* [Exercise description]:
Exactly as shown below, retype every line of the data.

[[ Task data, beginning ]]

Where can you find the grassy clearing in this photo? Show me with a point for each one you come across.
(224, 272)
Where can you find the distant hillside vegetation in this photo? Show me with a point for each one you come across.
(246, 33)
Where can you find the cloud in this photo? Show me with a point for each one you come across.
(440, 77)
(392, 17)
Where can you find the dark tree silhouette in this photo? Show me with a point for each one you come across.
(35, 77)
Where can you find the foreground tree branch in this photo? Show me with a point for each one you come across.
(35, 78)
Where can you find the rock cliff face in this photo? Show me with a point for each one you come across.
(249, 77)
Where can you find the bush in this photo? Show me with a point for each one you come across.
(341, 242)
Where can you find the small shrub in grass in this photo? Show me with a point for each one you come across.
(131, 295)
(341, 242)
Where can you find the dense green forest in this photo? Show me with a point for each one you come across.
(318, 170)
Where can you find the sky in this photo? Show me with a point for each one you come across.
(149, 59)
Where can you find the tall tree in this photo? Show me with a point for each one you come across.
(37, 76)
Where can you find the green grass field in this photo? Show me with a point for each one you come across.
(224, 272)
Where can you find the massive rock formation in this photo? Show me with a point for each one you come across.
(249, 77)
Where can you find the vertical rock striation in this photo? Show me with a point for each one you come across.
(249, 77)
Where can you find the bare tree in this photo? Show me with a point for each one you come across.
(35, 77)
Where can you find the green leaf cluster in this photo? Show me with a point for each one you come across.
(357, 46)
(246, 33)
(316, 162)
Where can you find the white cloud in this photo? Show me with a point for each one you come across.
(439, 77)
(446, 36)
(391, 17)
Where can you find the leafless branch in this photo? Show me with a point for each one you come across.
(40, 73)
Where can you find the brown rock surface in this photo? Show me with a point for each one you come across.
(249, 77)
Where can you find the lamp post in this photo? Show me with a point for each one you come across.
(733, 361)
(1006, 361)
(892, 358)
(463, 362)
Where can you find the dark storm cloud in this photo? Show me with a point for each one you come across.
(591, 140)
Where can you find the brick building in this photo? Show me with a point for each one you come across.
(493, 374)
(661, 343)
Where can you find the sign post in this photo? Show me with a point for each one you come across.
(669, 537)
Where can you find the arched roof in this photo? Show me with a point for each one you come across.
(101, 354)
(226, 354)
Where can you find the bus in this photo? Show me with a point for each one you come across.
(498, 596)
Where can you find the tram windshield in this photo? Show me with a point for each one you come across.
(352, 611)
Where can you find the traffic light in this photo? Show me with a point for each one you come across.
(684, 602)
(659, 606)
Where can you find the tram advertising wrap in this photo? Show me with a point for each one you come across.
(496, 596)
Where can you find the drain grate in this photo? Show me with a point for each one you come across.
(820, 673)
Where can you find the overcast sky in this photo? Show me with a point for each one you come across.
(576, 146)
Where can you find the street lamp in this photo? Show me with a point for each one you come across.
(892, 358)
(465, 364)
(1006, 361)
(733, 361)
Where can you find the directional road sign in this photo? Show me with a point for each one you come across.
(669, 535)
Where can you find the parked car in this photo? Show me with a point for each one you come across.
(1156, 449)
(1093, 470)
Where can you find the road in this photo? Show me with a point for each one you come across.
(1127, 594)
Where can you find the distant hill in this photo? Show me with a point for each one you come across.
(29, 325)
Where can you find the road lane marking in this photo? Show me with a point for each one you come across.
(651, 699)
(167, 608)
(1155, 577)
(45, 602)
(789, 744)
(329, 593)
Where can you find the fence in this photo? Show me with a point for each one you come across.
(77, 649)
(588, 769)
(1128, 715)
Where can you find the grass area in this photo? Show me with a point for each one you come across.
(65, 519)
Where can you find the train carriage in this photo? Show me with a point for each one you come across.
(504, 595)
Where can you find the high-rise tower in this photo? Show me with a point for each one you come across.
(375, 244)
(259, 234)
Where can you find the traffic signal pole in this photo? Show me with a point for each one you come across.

[[ Task data, end ]]

* [Response]:
Where can you find the grassy clearing in this photo? Show me with a point for each one you come across.
(224, 272)
Where can you find the distant hillside vegetation in this photo? Show me with a point for each one you come across.
(246, 33)
Where can you find the cloud in this photo? Show me with a point for each one you come across.
(440, 77)
(392, 17)
Where can you find the dark tree silhouette in this photo? Show me with a point for each one you come across.
(35, 77)
Where can you find the foreground tree branch in this photo? Show me with a point for each one you come across.
(35, 78)
Where can you find the rock cliff face in this photo? Show me with a point for each one you come across.
(249, 77)
Where can you find the bush in this photo? Show me with a point for each one you come across.
(341, 242)
Where can you find the small shrub in grass in this photo? Show me with a point for each one you come across.
(131, 295)
(341, 242)
Where can you find the dense green forest in this photo? Show me with a point for each one you come across.
(318, 170)
Where can you find the sky in this photo? Show me with a point for each one you come across.
(149, 59)
Where can you find the tall tree in this photo? Show me with a point for each one you come across.
(37, 76)
Where can you find the green grass field in this photo? Show me with a point for each one you come across.
(224, 272)
Where can you find the massive rock formation in this photo? Show me with a point for each one you come across.
(249, 77)
Where can you find the vertical rock striation in this photo? Show me with a point for each one you come across.
(249, 77)
Where can you find the bare tree in this photo? Show me with a point for each one you come across.
(35, 77)
Where can you find the green leaf cluster in this photo? Show me with a point for each one you come across.
(357, 46)
(246, 33)
(316, 162)
Where can you find the white cloud in this photo? Show me with a point for each one you come across.
(439, 77)
(446, 36)
(391, 17)
Where can you find the leafless branch in this photo? Show me with a point for each one you come across.
(40, 73)
Where can you find the brown rock surface in this photo? Show me with a point for each one you come across.
(249, 77)
Where can you find the lamp post in this photo? Show me with a point for each one you come across.
(733, 361)
(1006, 361)
(892, 358)
(463, 362)
Where can you find the dark storm cloud in this photo? Show me with a point for each one you come across.
(591, 140)
Where can you find the brick building in this photo? Show me with a point for each one you come across.
(493, 374)
(661, 343)
Where can you find the sign post in this photo? Show me with a point for each one you come across.
(669, 537)
Where can you find the arched roof in this photo? Show me with a point for each one you come across.
(101, 354)
(226, 354)
Where can you find the bus in this photo? Show me with a point for each one you come across.
(498, 596)
Where can you find the tram windshield in this photo? Show me with a point for each one you come across.
(352, 611)
Where can you find the traffic light in this photo? Show me with a point for each one you come across.
(684, 602)
(659, 606)
Where can you find the tram advertising wrap in this photo? Show me with a point for each one you come across.
(496, 596)
Where can you find the drain grate in this photo? Show me with a point for each one you come across.
(820, 673)
Where can you find the overcast sky in this photo? Show me with a point for each one you come across.
(576, 146)
Where can you find the street lamp in this photo? Show me with a point for each one you come across.
(892, 358)
(465, 364)
(1006, 361)
(733, 361)
Where can you find the directional road sign in this photo? Show me with a point for each one you come across.
(669, 535)
Where can you find the parked car in this photo? Show me with a point for each one you come across.
(1156, 449)
(1093, 470)
Where can you find the road in this photo? Show me with a point for each one you come across.
(1127, 594)
Where can you find the distant hill in this photo? Show me with a point for each one you come across.
(29, 325)
Where can you find the road lane marking in this photo? Show me with a point for each one you come across.
(651, 699)
(167, 608)
(1155, 577)
(45, 602)
(789, 744)
(329, 593)
Where can you find the fence in this photo? Show me with a point for each one you come across.
(77, 649)
(588, 769)
(1128, 715)
Where can you find the grass area in this photo? Show me with a point for each one you come across.
(65, 519)
Where can you find the train carriage in this photo? Show me with a point for each one you come across.
(504, 595)
Where can you find the high-rise tower in this photo? Show me with a point for each one you come across.
(375, 244)
(259, 234)
Where can you find the traffic signal pole in this photo? Show me with a point for each one you come across.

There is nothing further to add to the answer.